What to work on: Extract every line of the data verbatim, starting with the line that contains "Intersection-audit request. Target: white face" and running down through the final line of the data.

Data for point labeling

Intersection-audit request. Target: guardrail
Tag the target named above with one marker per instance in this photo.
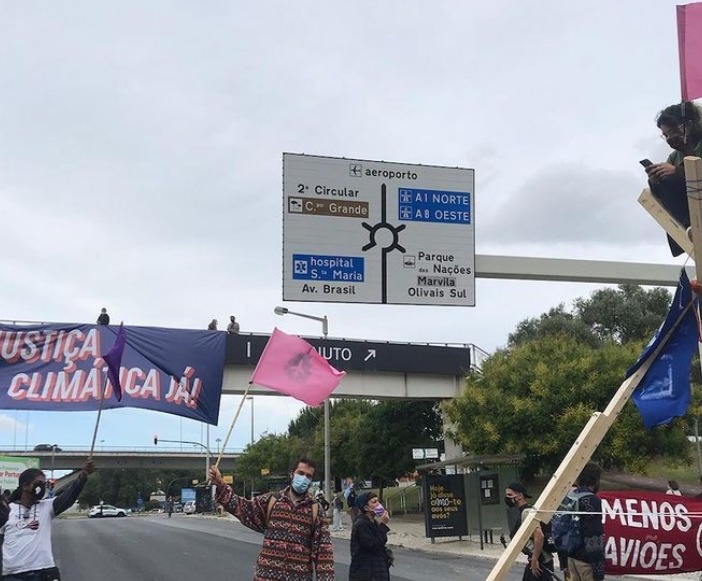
(189, 450)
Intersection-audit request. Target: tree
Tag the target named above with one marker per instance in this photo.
(535, 398)
(627, 313)
(393, 429)
(557, 321)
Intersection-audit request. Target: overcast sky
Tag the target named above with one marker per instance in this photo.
(141, 150)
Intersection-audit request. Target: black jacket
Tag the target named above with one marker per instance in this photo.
(368, 557)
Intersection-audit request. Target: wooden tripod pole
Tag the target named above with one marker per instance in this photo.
(598, 425)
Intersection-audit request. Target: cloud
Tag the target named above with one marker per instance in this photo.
(569, 203)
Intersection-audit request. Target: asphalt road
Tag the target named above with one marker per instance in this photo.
(156, 548)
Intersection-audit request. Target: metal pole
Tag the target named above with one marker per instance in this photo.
(252, 425)
(699, 455)
(327, 423)
(252, 420)
(207, 455)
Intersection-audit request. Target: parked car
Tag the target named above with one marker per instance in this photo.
(46, 448)
(104, 510)
(189, 507)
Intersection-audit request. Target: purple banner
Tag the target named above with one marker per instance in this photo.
(61, 368)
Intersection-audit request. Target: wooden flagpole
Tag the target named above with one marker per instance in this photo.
(579, 454)
(597, 427)
(231, 428)
(97, 422)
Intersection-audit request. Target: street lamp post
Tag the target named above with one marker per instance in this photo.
(250, 397)
(327, 446)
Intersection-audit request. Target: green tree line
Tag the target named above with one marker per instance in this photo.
(534, 396)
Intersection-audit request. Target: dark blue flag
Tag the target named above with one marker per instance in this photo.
(664, 392)
(113, 358)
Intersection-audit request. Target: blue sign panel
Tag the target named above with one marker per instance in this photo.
(331, 268)
(416, 205)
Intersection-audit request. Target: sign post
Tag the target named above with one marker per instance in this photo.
(358, 231)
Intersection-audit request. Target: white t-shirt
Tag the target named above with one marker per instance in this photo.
(27, 544)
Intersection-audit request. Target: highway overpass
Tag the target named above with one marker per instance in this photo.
(146, 459)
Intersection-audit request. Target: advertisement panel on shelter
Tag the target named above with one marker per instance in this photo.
(445, 511)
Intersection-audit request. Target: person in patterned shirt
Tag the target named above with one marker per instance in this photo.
(296, 541)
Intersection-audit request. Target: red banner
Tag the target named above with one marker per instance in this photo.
(651, 533)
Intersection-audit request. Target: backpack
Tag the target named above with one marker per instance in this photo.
(566, 529)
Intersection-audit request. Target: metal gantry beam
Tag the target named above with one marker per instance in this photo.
(573, 270)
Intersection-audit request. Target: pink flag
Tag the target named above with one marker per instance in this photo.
(292, 366)
(690, 50)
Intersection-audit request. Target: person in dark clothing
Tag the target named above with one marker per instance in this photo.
(588, 562)
(369, 537)
(103, 318)
(540, 560)
(681, 127)
(26, 525)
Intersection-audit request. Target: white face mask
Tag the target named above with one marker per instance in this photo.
(300, 483)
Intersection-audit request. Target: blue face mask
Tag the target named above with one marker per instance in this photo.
(300, 483)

Answer in full:
Intersection-audit request. Target: white face mask
Tag the target named above with one marker per instance in this photo.
(300, 483)
Intersection-audit request. Target: blue face mask
Tag the target named above with one marker per instance in this photo.
(300, 483)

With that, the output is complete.